** Start SUPPLIED MATERIAL **

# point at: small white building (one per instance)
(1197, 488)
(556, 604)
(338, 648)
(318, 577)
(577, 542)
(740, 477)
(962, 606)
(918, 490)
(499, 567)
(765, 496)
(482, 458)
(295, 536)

** End SUPPLIED MATERIAL **

WHAT TO WORK ON:
Pull out each line of the records above that contains the word "instance", and list those lines unchanged.

RESPONSE TO THE TASK:
# point at: small white building (one per instance)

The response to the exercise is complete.